_TEXTAUSZUG_.
::::::::

Die Fahrten, die ich noch durch das Ghetto unternahm,
brachten nur neue Enttäuschungen. Ich verlor alle Hoffnung,
ich war untröstlich. Jupps Freundin sah ich noch ein- oder
zweimal, dann nahmen wir Abschied. Ich sagte innerlich auch
dem seltsamen Straßenbahnfahrer Adieu, mit dem ich kein
einziges Wort gewechselt hatte, ich ließ ihn sich über meine
nervösen Hin- und Rückfahrten weiter wundern.
– In Israel saß unlängst bei einem Treffen von Juden aus
dem Ghetto in Lodz ein rüstiger, bemerkenswert vitaler Greis.
Im Laufe der Unterhaltung erzählte er mir, daß er gewöhnlich
in Schweden wohne, jedoch zweimal im Jahr nach Israel in
sein Haus nach Savyon fahre. Er hieß Binem Koppelmann.

::::::::

_VORLIEGENDES MATERIAL_.
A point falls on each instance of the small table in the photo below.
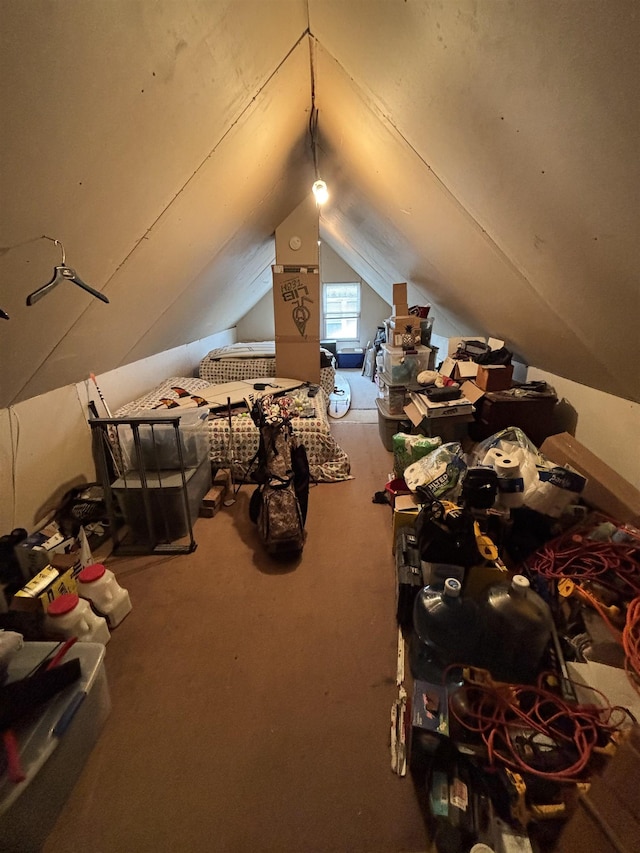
(533, 412)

::::::::

_AUFGABEN_.
1. Nenne alle Namen von Ländern und Orten, die im Textauszug vorkommen. Führe jeden Namen nur einmal auf.
2. Führe den Textauszug über das Ghetto in Lodz im Anschluss an seinen letzten Satz weiter.

_LÖSUNGEN_.
1. Israel, Lodz, Schweden, Savyon

2.
Wir kamen auf die Shoa zu sprechen. Der Mann fing an, von
seinen Wanderungen zu erzählen, angefangen vom Ghetto in
Lodz bis zu seiner Ankunft in Auschwitz, wohin er mit den
letzten Transporten gekommen war. Er sprach ununterbrochen,
sprach leidenschaftlich und beachtete meine Fragen nicht. Es
gelang mir nicht, ihn zu unterbrechen. Mich hatte sein Beruf
stutzig gemacht. Er sei nämlich Straßenbahnfahrer gewesen,
sagte er. »Aber wie war es möglich«, fragte ich jetzt dazwischen,
»wie war es möglich, daß sich ein Jude außerhalb des Ghet-
tos bewegen durfte?« Seinen Worten nach war er der einzige
gewesen, der dieses Vorrecht genoß. In seiner Jugend hatte
er im Elektrogerätewerk AEG in Berlin gearbeitet, und als
er auf die Qualifikation verwies, die er dort erworben hatte,
hatten ihm die deutschen Behörden eine Sondererlaubnis zur
Führung der Straßenbahn ausgestellt.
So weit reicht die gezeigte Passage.